Aim of the exercise: Output the records that follow, with every character intact.

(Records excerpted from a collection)
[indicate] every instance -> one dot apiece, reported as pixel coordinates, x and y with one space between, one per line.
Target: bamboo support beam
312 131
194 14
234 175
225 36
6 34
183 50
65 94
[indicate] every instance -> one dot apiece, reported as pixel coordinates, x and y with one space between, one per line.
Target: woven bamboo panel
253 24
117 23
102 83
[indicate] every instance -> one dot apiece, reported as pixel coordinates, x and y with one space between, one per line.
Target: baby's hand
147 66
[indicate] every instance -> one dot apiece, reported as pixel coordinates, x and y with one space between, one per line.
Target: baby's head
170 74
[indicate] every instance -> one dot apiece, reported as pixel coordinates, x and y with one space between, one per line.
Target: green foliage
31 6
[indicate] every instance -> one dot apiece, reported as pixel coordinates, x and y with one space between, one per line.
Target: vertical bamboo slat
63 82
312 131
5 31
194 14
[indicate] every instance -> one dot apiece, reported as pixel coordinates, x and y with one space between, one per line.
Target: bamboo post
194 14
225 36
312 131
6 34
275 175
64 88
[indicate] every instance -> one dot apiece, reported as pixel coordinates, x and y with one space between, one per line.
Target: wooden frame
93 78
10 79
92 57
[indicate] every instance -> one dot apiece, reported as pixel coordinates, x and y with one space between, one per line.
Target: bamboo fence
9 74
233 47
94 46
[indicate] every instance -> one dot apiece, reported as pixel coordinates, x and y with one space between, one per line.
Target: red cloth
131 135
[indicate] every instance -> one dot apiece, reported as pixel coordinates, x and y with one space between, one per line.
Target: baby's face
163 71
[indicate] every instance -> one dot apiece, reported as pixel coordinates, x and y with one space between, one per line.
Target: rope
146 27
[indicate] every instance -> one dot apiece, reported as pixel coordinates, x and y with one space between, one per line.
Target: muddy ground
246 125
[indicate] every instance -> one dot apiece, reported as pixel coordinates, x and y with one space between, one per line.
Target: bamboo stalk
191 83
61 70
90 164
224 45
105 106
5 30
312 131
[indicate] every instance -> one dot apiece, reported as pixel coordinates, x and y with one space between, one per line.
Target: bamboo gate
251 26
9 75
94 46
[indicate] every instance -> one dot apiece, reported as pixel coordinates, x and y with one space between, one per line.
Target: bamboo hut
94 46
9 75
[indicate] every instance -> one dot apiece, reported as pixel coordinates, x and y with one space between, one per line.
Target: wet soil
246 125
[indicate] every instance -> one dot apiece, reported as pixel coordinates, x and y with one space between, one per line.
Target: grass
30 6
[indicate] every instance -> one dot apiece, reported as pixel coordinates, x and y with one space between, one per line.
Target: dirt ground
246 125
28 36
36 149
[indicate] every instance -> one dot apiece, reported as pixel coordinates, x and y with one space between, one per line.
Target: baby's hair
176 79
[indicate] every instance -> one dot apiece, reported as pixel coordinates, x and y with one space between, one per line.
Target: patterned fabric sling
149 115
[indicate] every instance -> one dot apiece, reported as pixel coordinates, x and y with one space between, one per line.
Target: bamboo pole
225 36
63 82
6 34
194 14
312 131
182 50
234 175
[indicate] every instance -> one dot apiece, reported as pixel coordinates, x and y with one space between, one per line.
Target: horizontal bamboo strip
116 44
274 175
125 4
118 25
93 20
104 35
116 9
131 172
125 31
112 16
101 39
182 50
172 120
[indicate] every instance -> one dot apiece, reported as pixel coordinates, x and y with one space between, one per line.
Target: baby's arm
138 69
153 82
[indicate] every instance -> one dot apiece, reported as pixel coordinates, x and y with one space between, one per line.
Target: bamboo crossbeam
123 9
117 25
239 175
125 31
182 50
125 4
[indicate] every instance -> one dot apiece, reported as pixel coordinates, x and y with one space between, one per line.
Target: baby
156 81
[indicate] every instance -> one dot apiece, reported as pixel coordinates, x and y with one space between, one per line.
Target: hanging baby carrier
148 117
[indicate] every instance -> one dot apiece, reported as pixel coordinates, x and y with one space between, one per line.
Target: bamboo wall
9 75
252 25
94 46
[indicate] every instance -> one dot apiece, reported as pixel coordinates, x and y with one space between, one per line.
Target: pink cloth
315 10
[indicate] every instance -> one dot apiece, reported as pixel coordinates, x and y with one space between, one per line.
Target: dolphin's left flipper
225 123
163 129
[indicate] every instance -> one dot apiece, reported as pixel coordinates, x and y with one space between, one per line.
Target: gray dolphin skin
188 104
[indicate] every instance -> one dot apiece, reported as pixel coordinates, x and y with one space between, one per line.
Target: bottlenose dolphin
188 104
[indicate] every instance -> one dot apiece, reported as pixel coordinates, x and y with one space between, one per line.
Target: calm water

Response to this exercise:
[indicate] every instance -> one dot apiece, reported as pixel coordinates, x and y with one space between, one per line.
Target: bamboo support beam
312 131
194 14
234 175
225 36
6 34
183 50
65 94
[indicate] every instance -> one dot apiece, reported as pixel coordinates, x and y with one space between, one per line.
Target: woven bamboo panel
253 24
117 23
102 83
[indicate] every instance -> one dot apiece, reported as pixel coordinates, x and y with one space between, one per line.
Target: baby's hand
147 66
[indicate] every instance -> one dot apiece, reported as pixel coordinates, x and y with one space between, one per line.
Target: baby's head
170 74
[indicate] every instance -> one dot apiece, reported as pixel coordinates, x and y with one space between, one per line.
Target: green foliage
31 6
[indicate] every instance -> one dot apiece, reported as pixel coordinates, x and y with one space between, one per line.
Target: vertical bamboo slat
63 82
312 131
5 31
194 14
[indicate] every instance -> one dot apiece, reported as pixel coordinates, x and y with one space between, one per line.
Target: bamboo post
194 14
225 36
312 131
6 34
275 175
64 88
[indicate] every instance -> one dot apiece, reported as pixel coordinates, x and y with one space between, one per line.
Target: wooden frame
93 78
10 79
92 57
[indicate] every instance -> one dot apiece, reported as pixel coordinates, x and y with one space between, one per line.
Target: bamboo fence
9 74
233 47
94 46
[indicate] every instance -> one dot apiece, reported as pixel coordinates, x and y with one space between, one per line.
Target: red cloth
131 135
[indicate] every instance -> one dot apiece, reported as pixel coordinates, x and y with one space between, one per line.
Target: baby's face
163 71
[indicate] every instance -> one dot apiece, reported as pixel coordinates, x and y with one space between, one per line.
Target: rope
146 27
[indicate] every instance -> one dot apiece, reported as pixel coordinates, x and y with one space between, one per line.
Target: muddy ground
246 125
[indicate] every instance -> one dot apiece, reported as pixel coordinates, x and y with one space between, one per line.
Target: bamboo stalk
191 83
61 70
90 164
224 45
105 106
5 30
312 131
[indicate] every instance -> one dot apiece, reported as pixel coordinates, x and y with one space between, one per line.
Target: bamboo gate
251 26
9 75
94 46
[indicate] every instance -> one dot apiece, reported as pixel coordinates, x and y with one space between, one per line.
Target: bamboo hut
94 46
9 75
[indicate] every instance -> one dot apiece, reported as pixel coordinates, x and y with one space between, one per line.
Target: wet soil
246 125
[indicate] every instance -> one dot apiece, reported as pixel coordinates, x and y with one space between, one per line.
Target: grass
30 6
[indicate] every instance -> one dot apiece, reported as pixel coordinates, x and y with one space between, one per line.
Target: dirt ground
246 125
28 36
36 149
[indicate] every instance -> one dot apiece, reported as pixel coordinates, x and y with one space between, one per line.
Target: baby's hair
176 79
[indicate] every instance -> one dot apiece, reported as pixel coordinates, x and y with one space between, one per line.
Target: patterned fabric sling
149 115
[indicate] every instance -> one dot apiece, reported as pixel coordinates, x and y with one space between, one per line.
Target: bamboo pole
225 36
63 82
6 34
194 14
312 131
182 50
234 175
[indicate] every instance -> one dot apiece, reported as pixel coordinates, x and y with one space between, one per line.
Target: horizontal bamboo strip
116 44
274 175
125 4
118 25
93 20
104 35
116 9
131 172
125 31
112 16
101 39
182 50
172 120
[indicate] every instance -> one dot apiece, reported as pixel coordinates, x and y with one space between, one per line.
Target: baby's arm
138 69
153 82
[indicate] every instance -> one dot apiece, reported as pixel coordinates, x and y with one space between, one per line.
Target: bamboo crossbeam
123 9
117 25
239 175
125 31
182 50
125 4
[indicate] every instance -> one dot apiece, reported as pixel coordinates, x and y with one space between, one per line.
Target: baby
156 81
[indicate] every instance -> one dot apiece, reported as pixel coordinates, x and y with one space between, one per line.
Target: hanging baby carrier
148 117
[indicate] every instance -> one dot apiece, reported as pixel coordinates, x and y with one space between, one per line.
Target: bamboo wall
9 75
252 25
94 46
[indicate] every instance -> one dot apiece, reported as pixel coordinates, x and y with one space between, one per line.
Target: pink cloth
315 10
[indicate] every instance -> one dot apiece, reported as pixel coordinates, x and y with one space between, one per line.
Target: dolphin's left flipper
225 123
163 129
[indicate] every instance -> one dot apiece, reported as pixel coordinates, x and y with one space between, one per line.
Target: gray dolphin skin
188 104
[indicate] every instance -> one dot apiece, reported as pixel coordinates, x and y with one space between, one per line.
Target: bottlenose dolphin
188 104
[indicate] every instance -> one dot apiece, reported as pixel coordinates, x and y with one space between, one per line.
Target: calm water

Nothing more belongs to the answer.